▶ [Task to carry out]:
Present every line of the records below as a Markdown table with the columns Row and Line, numbering the rows and skipping blank lines. Leave the pictures out of the table.

▶ [Data records]:
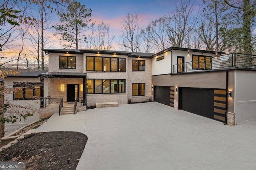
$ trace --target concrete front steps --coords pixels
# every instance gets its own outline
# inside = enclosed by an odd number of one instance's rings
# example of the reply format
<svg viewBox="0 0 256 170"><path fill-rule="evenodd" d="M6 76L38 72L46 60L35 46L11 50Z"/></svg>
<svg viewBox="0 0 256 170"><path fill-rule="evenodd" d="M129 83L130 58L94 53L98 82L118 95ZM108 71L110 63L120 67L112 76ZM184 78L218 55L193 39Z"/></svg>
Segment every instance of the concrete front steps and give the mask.
<svg viewBox="0 0 256 170"><path fill-rule="evenodd" d="M75 114L74 112L74 106L62 107L60 111L60 115Z"/></svg>
<svg viewBox="0 0 256 170"><path fill-rule="evenodd" d="M60 106L59 103L54 103L48 104L45 107L46 108L58 107L59 106Z"/></svg>

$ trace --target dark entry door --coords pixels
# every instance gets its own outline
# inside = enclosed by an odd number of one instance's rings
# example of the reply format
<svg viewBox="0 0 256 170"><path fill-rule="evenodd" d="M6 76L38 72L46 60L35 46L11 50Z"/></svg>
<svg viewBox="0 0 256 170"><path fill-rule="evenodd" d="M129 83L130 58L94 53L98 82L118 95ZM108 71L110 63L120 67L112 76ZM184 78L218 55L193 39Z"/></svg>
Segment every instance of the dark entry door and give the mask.
<svg viewBox="0 0 256 170"><path fill-rule="evenodd" d="M79 84L67 84L67 102L75 102L79 97Z"/></svg>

▶ [The answer]:
| Row | Line |
|---|---|
| 1 | $ trace --target concrete front steps --coords pixels |
| 2 | # every instance gets its own outline |
| 3 | # inside = enclosed by an odd number of one instance's rings |
| 4 | # example of the reply format |
| 5 | <svg viewBox="0 0 256 170"><path fill-rule="evenodd" d="M6 76L38 72L46 60L35 46L11 50Z"/></svg> |
| 6 | <svg viewBox="0 0 256 170"><path fill-rule="evenodd" d="M129 83L130 58L94 53L98 82L118 95ZM108 71L110 63L120 67L112 76ZM184 78L218 55L193 39Z"/></svg> |
| 7 | Segment every instance of the concrete front steps and give the mask. |
| 8 | <svg viewBox="0 0 256 170"><path fill-rule="evenodd" d="M75 114L74 112L74 106L62 107L60 111L60 115Z"/></svg> |
| 9 | <svg viewBox="0 0 256 170"><path fill-rule="evenodd" d="M60 106L59 103L54 103L48 104L45 107L46 108L58 107L59 106Z"/></svg> |
| 10 | $ trace --target dark entry door --coords pixels |
| 11 | # every instance gets its own outline |
| 12 | # inside = enclosed by an odd number of one instance's rings |
| 13 | # example of the reply format |
| 14 | <svg viewBox="0 0 256 170"><path fill-rule="evenodd" d="M6 76L38 72L46 60L35 46L11 50Z"/></svg> |
| 15 | <svg viewBox="0 0 256 170"><path fill-rule="evenodd" d="M129 83L130 58L94 53L98 82L118 95ZM108 71L110 63L120 67L112 76ZM184 78L218 55L193 39Z"/></svg> |
| 16 | Segment every instance of the dark entry door and give the mask. |
| 17 | <svg viewBox="0 0 256 170"><path fill-rule="evenodd" d="M79 84L67 84L67 102L75 102L79 97Z"/></svg> |